§ **TASK MATERIAL**:
━━━━━━━━━━━━━━━━

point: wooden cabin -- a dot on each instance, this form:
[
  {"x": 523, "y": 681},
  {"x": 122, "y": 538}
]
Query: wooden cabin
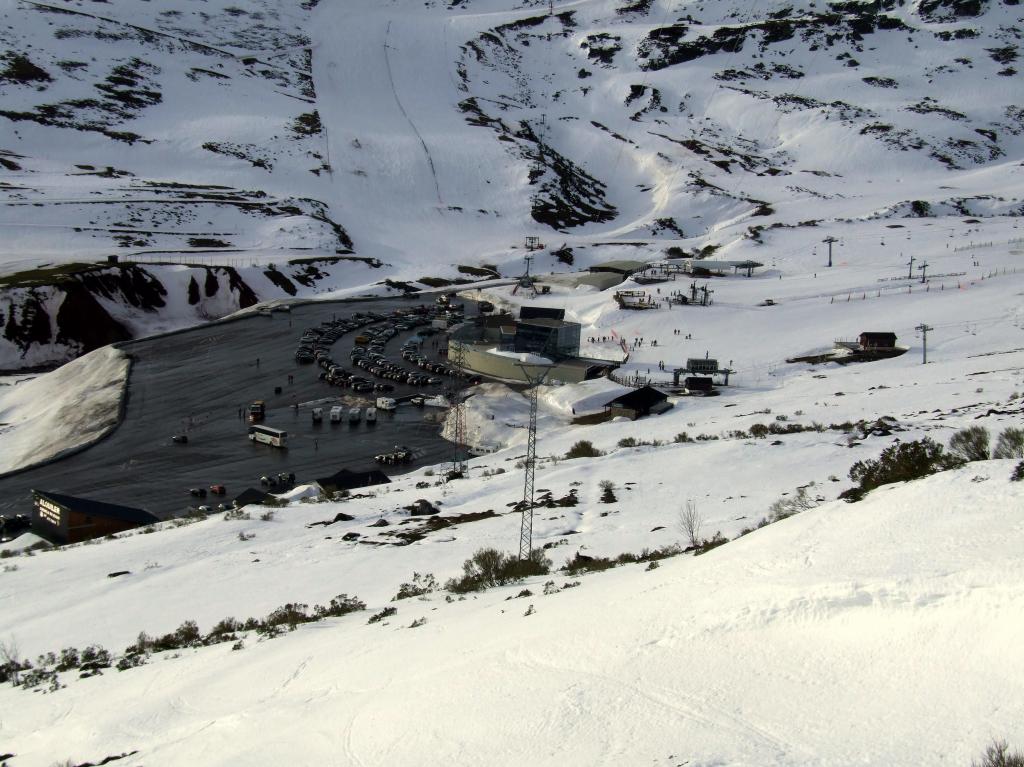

━━━━━━━━━━━━━━━━

§ **ACTIVITY**:
Wherever the word "wooden" occurs in the data above, copy the line it sits in.

§ **FINISHED EXERCISE**:
point: wooden cabin -- a dot on each instance, this form:
Query: wooden cabin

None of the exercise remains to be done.